À faire.
**A)** Résumez le texte en deux phrases.
**B)** Recopiez, s'il vous plaît, le texte de « Mais commençons par » à « en Warhol ! ».

Passage du texte.
+ + + +

Le musée d'art contemporain de Berlin "HAMBURGER BANHOF", "Do it Yourself" et la collection FLICK
Une ancienne gare rénovée, se métamorphose en musée d'art contemporain, le HAMBURGER BANHOF, voilà qui nous rapelle quelque chose.
Deux ailes sont normalement consacrées à Joseph Beuys, mais jusqu'en 2011 le musée accueille la très controversée collection FLICK.
Mais commençons par le début :
Première salle et premier étonnement. On ne m'avait pas dit qu'il y avait une expo temporaire sur Warhol !?!
Tentative de dialogue assez vain avec les autochtones, aucun gardien de salle ne parlant anglais (même à l'accueil des musées, il est difficile de trouver un anglophone ! (même le catalogue du musée n'existe pas en anglais !!)). On finira tout de même par comprendre qu'il s'agit de l'exposition "Do it yourself" (titre d'une oeuvre de Warhol) et que les travaux ici présentés proviennent de la collection d'Eric Marx. Très impressionnant ! On comprend mieux pourquoi Beaubourg est si pauvre en Warhol !

+ + + +

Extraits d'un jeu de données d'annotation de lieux

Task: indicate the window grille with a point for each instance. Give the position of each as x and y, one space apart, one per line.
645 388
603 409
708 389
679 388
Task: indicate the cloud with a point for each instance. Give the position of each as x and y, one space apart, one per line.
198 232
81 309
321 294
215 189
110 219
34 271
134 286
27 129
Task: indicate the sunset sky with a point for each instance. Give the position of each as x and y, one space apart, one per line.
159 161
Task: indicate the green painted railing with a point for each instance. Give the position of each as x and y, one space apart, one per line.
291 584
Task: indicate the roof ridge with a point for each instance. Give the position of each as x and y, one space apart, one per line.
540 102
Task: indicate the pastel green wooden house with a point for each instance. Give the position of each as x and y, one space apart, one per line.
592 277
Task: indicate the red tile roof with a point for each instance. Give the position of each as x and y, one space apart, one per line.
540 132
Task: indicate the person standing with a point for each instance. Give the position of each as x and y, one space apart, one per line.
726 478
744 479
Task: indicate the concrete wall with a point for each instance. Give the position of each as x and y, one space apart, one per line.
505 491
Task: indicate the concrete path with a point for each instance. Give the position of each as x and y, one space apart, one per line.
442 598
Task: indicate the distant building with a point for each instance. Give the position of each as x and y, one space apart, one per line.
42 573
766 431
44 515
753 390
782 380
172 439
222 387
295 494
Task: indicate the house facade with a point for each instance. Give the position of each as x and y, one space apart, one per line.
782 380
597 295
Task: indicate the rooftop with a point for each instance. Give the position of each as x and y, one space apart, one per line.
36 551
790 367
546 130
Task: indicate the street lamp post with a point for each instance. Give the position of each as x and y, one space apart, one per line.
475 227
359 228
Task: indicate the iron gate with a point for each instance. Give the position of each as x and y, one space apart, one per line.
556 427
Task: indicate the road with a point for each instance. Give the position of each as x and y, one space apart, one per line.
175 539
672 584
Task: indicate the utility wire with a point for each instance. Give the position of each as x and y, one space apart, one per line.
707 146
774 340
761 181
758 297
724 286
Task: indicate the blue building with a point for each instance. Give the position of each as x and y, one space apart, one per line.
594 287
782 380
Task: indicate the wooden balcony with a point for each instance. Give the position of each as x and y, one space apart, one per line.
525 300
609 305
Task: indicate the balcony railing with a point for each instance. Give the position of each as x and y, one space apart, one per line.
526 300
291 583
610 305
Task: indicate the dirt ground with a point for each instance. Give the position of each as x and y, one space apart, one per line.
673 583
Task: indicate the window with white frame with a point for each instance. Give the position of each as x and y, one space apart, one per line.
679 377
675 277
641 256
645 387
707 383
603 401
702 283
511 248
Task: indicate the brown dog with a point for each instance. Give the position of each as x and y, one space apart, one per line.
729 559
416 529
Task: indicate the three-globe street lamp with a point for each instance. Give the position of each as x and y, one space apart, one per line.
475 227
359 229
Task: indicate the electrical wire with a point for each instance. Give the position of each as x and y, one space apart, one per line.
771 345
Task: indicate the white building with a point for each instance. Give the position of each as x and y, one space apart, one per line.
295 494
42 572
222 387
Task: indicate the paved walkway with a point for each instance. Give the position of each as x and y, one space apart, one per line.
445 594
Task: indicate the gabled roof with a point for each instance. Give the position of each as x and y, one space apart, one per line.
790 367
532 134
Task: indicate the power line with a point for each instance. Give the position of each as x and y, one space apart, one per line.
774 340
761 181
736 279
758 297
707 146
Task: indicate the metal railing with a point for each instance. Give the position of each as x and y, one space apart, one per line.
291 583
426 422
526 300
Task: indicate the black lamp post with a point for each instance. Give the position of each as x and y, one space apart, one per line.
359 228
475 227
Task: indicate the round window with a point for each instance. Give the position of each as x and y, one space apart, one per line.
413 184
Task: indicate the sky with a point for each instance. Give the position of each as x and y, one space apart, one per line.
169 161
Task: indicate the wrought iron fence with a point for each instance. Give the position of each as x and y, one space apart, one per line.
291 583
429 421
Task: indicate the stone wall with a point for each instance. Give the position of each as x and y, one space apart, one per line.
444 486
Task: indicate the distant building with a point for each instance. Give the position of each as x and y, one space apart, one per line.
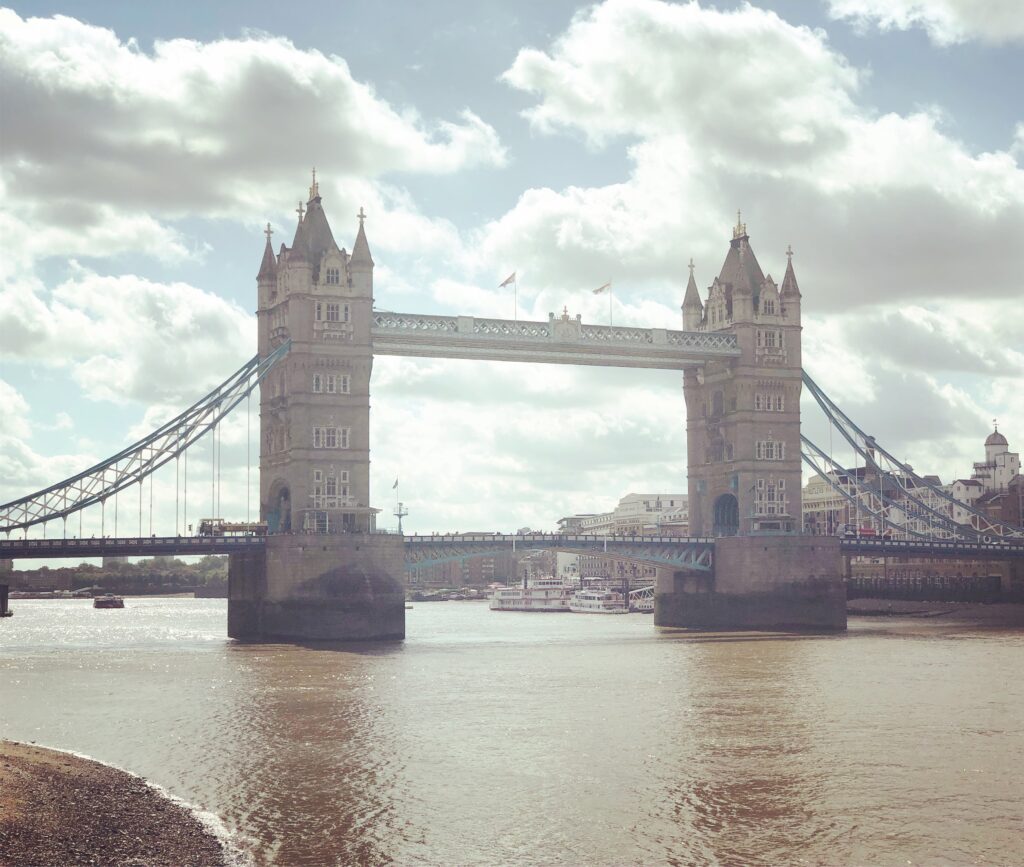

+ + + +

Solutions ci-dessous.
**A)** À Berlin, une ancienne gare rénovée est devenue le musée d'art contemporain Hamburger Banhof, dont deux ailes normalement consacrées à Joseph Beuys accueillent jusqu'en 2011 la très controversée collection Flick. Dès la première salle, on découvre l'exposition « Do it yourself », consacrée à Warhol et composée d'œuvres de la collection d'Eric Marx, même si aucun gardien ne parle anglais pour l'expliquer.

**B)**
Mais commençons par le début :
Première salle et premier étonnement. On ne m'avait pas dit qu'il y avait une expo temporaire sur Warhol !?!
Tentative de dialogue assez vain avec les autochtones, aucun gardien de salle ne parlant anglais (même à l'accueil des musées, il est difficile de trouver un anglophone ! (même le catalogue du musée n'existe pas en anglais !!)). On finira tout de même par comprendre qu'il s'agit de l'exposition "Do it yourself" (titre d'une oeuvre de Warhol) et que les travaux ici présentés proviennent de la collection d'Eric Marx. Très impressionnant ! On comprend mieux pourquoi Beaubourg est si pauvre en Warhol !